BEGIN Record excerpts
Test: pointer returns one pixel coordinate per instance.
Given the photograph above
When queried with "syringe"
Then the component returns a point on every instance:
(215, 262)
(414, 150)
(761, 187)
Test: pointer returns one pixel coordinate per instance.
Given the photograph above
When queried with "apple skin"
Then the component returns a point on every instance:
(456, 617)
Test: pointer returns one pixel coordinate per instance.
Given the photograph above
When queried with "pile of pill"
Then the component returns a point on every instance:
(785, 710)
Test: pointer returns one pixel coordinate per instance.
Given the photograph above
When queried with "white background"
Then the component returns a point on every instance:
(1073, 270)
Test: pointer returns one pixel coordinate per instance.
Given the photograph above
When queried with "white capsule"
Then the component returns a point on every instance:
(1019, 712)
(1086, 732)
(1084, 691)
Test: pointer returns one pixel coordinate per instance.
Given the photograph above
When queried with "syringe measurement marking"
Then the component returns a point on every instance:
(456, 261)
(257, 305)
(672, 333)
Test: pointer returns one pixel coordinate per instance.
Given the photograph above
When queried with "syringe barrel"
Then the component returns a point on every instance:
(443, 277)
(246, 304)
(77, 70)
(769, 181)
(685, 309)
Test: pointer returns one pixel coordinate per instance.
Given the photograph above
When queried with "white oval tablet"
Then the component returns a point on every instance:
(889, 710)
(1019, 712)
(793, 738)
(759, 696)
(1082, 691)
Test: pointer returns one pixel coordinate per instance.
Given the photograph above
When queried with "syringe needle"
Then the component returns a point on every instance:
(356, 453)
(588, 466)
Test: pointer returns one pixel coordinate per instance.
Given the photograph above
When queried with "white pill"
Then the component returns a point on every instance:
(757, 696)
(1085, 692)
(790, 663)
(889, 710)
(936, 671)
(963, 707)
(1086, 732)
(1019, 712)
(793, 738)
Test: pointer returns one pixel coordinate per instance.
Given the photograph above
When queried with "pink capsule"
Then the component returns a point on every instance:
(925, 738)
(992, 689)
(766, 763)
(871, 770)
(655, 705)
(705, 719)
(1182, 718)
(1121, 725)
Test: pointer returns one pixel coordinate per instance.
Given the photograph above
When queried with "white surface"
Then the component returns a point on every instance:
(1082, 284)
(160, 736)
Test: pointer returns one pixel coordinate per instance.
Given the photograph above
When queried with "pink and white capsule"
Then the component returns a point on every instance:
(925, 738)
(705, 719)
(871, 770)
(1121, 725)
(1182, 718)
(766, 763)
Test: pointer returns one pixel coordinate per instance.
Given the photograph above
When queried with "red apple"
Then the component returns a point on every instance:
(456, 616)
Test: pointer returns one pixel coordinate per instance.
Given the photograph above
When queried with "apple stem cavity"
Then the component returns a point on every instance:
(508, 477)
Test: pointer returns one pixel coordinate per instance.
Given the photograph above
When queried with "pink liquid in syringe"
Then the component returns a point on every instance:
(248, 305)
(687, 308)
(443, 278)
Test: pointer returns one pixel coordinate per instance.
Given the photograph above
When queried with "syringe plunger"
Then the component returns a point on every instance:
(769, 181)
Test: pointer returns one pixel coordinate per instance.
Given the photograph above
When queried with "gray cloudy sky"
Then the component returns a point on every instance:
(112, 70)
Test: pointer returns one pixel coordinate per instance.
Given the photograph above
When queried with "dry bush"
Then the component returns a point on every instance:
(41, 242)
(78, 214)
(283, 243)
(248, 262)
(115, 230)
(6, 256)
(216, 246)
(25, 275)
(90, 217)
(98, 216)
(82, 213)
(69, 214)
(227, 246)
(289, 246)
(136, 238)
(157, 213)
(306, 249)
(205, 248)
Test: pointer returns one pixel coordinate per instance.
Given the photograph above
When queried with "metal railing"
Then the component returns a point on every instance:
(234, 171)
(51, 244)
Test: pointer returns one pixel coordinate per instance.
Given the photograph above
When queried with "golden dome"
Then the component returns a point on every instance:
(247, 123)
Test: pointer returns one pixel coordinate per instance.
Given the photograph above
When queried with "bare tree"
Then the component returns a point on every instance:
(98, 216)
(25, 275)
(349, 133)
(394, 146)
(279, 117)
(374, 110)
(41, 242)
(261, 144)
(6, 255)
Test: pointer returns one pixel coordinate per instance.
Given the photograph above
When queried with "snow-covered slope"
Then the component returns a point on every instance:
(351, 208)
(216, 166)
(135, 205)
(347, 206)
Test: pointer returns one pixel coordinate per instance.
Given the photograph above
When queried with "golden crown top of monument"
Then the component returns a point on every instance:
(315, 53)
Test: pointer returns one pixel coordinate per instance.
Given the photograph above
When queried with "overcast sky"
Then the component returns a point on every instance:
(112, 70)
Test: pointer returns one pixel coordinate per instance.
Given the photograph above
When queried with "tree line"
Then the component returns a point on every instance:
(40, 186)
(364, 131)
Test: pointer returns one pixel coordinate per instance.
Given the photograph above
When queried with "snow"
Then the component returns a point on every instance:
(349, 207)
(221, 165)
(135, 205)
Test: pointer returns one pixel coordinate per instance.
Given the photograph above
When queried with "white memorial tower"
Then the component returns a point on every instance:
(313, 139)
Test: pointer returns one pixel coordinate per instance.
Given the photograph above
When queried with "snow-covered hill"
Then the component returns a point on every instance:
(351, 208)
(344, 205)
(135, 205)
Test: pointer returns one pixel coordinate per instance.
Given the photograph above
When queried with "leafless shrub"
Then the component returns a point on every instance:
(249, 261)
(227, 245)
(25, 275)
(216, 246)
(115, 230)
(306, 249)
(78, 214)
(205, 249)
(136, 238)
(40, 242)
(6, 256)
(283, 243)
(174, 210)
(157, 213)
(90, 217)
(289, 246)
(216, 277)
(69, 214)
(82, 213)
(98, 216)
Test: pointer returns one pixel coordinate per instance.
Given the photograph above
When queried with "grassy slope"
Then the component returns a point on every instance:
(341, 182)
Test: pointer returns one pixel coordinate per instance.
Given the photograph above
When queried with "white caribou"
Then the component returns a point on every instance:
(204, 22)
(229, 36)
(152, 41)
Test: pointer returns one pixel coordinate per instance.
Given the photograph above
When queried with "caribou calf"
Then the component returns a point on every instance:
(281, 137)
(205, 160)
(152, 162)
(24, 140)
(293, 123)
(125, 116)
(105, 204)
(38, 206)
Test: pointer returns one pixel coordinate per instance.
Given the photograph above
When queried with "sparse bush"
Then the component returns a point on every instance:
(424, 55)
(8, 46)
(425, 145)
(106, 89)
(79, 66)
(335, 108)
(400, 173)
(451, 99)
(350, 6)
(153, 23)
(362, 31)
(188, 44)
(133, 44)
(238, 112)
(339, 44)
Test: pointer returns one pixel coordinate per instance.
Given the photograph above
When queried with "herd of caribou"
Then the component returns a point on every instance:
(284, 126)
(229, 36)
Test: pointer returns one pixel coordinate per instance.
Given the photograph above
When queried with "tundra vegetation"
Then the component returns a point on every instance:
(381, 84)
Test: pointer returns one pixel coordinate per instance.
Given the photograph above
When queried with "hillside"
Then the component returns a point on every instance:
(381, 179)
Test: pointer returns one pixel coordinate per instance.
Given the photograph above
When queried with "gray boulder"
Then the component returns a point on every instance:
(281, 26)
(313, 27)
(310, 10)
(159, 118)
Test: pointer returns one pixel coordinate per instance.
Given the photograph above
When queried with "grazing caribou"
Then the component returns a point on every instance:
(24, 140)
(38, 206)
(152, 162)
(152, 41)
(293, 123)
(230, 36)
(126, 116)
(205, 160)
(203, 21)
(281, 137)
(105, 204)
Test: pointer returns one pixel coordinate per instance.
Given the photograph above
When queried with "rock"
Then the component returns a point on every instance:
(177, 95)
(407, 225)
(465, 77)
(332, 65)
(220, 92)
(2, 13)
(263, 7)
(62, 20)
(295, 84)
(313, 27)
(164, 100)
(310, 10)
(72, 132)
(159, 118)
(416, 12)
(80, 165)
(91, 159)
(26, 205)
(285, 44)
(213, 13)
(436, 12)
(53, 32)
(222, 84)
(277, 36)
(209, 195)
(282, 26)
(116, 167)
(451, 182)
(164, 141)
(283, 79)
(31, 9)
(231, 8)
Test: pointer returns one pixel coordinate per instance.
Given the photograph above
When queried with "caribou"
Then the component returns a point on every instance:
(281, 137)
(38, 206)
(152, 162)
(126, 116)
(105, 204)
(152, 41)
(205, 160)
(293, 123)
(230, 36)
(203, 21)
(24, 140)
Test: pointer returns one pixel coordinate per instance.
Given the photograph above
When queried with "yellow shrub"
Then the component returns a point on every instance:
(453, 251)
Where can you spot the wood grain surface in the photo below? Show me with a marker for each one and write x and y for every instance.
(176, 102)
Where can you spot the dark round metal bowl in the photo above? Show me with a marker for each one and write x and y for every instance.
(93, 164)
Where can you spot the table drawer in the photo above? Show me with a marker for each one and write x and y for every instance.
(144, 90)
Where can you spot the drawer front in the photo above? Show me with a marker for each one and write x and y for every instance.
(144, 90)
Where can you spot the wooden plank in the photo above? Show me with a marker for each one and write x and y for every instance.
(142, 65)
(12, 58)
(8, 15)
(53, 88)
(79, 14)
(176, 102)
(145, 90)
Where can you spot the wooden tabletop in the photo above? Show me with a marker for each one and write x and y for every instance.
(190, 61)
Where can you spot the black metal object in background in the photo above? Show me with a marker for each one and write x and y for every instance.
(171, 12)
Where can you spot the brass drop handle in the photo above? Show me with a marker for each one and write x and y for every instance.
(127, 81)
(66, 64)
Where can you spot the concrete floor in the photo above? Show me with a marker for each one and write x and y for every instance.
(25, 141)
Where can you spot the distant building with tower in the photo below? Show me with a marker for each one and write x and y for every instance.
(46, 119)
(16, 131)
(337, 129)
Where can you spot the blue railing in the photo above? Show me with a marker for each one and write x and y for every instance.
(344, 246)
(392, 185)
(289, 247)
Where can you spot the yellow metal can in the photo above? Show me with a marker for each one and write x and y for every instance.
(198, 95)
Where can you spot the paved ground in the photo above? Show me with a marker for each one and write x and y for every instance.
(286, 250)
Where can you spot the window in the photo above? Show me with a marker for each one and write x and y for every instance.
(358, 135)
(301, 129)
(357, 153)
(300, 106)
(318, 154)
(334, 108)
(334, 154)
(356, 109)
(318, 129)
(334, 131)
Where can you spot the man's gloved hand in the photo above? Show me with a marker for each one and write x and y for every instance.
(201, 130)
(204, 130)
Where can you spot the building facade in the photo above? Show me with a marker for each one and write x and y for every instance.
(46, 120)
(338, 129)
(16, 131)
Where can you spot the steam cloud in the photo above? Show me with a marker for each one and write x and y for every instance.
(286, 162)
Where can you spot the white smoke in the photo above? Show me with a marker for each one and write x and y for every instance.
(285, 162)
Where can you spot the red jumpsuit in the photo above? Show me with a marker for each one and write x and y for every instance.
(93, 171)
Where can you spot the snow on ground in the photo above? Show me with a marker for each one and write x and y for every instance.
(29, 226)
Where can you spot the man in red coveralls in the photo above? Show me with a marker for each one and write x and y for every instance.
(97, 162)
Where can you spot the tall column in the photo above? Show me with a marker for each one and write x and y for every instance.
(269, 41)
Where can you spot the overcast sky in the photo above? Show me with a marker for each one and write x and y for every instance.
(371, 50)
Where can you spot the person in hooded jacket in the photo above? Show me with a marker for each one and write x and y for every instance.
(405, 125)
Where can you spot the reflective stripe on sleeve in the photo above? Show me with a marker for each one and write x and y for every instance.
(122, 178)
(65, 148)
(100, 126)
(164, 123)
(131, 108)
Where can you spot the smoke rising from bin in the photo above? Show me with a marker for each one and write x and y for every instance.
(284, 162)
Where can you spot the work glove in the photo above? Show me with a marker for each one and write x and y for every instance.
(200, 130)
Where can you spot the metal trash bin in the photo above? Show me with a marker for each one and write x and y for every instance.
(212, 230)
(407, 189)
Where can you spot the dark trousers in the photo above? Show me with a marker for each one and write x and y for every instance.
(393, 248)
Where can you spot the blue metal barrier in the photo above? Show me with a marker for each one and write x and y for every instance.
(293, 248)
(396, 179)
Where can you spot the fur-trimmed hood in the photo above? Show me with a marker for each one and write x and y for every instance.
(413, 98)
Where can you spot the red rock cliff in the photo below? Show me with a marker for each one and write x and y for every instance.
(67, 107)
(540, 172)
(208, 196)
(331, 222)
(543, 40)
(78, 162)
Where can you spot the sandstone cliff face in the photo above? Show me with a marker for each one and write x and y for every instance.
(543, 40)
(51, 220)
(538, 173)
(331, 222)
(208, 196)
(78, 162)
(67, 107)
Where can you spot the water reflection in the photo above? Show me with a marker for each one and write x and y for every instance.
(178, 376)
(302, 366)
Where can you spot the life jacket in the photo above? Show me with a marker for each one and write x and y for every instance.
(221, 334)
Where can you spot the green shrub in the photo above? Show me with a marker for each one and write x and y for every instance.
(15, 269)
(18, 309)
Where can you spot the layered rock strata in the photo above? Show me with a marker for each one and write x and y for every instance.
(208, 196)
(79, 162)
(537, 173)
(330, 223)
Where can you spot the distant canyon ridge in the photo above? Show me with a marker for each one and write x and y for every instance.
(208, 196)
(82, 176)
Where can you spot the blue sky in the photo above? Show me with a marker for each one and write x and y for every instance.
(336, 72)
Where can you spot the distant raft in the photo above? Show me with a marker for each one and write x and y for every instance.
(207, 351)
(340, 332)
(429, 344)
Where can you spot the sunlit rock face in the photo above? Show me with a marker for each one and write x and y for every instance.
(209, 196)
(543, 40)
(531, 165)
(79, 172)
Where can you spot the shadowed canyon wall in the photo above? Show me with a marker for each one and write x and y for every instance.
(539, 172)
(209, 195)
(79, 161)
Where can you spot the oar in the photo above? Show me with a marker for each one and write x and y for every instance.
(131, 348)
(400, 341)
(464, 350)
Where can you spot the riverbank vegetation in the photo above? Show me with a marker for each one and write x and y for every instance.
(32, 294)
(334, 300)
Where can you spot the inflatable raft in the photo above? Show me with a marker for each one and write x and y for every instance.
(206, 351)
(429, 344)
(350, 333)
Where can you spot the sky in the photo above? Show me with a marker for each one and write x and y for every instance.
END Record excerpts
- Required work:
Search the entries for the word "syringe" and show every line that has it.

- Exercise result:
When queried with "syringe"
When queried with "syringe measurement marking"
When queried with "syringe barrel"
When queried with "syringe needle"
When queried with "pink liquid in syringe"
When queried with "syringe plunger"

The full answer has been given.